• TASK ITEM:
Can you return the rows below verbatim, from their first line up to and including the line that contains "positive clicks: (184, 334)"?

• SUPPLIED RECORDS:
- - -
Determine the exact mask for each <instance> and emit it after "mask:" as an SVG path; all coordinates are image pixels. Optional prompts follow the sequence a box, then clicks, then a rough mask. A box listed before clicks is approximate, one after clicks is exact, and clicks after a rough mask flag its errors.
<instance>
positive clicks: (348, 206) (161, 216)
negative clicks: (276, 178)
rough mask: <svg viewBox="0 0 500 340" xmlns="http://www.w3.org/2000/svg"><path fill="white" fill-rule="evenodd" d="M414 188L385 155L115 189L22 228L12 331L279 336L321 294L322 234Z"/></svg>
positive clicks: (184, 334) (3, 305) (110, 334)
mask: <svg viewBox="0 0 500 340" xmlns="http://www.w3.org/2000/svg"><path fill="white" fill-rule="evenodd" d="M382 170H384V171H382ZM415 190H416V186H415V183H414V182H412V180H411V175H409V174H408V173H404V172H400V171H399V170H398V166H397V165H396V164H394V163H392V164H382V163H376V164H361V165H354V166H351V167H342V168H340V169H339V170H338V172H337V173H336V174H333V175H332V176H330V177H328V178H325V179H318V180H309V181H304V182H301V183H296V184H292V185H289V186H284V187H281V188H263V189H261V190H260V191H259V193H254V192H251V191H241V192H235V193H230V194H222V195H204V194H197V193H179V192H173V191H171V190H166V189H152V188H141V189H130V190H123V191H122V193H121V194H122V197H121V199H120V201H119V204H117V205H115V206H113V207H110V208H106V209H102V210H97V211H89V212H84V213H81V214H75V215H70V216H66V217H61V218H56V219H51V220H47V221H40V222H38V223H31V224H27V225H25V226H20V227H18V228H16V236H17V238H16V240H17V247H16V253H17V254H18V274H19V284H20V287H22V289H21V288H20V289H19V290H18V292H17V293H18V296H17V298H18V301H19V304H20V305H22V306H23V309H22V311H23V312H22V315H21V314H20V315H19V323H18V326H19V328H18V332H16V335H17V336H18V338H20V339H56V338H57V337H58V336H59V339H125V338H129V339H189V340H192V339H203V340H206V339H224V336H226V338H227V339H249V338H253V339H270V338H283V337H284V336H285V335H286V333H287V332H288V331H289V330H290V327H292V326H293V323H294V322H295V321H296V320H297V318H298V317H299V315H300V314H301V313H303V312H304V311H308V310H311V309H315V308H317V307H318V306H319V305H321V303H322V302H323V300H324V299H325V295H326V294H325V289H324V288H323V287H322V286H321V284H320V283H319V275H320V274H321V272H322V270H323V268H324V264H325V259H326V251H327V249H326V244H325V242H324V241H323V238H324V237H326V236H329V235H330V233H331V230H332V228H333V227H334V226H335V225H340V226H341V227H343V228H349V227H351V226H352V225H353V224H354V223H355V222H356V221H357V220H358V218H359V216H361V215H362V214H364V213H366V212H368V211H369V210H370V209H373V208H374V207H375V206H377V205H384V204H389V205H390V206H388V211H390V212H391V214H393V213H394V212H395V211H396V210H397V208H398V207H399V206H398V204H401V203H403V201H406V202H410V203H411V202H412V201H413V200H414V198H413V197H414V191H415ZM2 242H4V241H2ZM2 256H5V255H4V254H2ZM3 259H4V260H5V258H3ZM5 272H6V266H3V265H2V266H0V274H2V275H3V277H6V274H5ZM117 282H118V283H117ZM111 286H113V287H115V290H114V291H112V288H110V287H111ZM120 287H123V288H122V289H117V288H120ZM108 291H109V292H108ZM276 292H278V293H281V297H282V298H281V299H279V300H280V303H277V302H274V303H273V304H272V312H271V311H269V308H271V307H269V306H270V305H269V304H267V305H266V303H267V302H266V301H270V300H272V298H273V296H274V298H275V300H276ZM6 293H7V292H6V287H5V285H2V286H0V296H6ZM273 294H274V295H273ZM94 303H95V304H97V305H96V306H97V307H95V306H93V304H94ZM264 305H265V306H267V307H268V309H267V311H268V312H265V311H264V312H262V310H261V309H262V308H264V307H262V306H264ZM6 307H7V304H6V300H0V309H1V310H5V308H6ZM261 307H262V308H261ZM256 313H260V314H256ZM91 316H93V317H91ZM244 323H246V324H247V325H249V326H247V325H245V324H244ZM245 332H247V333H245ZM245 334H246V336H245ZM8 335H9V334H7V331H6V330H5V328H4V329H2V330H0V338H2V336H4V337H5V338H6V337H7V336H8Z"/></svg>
- - -
• TASK ANSWER:
Determine the exact mask for each <instance> and emit it after "mask:" as an SVG path; all coordinates are image pixels. Optional prompts follow the sequence a box, then clicks, then a rough mask. A box listed before clicks is approximate, one after clicks is exact, and clicks after a rough mask flag its errors.
<instance>
positive clicks: (348, 206) (161, 216)
negative clicks: (276, 178)
rough mask: <svg viewBox="0 0 500 340" xmlns="http://www.w3.org/2000/svg"><path fill="white" fill-rule="evenodd" d="M414 188L385 155L115 189L22 228L12 331L279 336L321 294L322 234Z"/></svg>
positive clicks: (184, 334) (3, 305) (110, 334)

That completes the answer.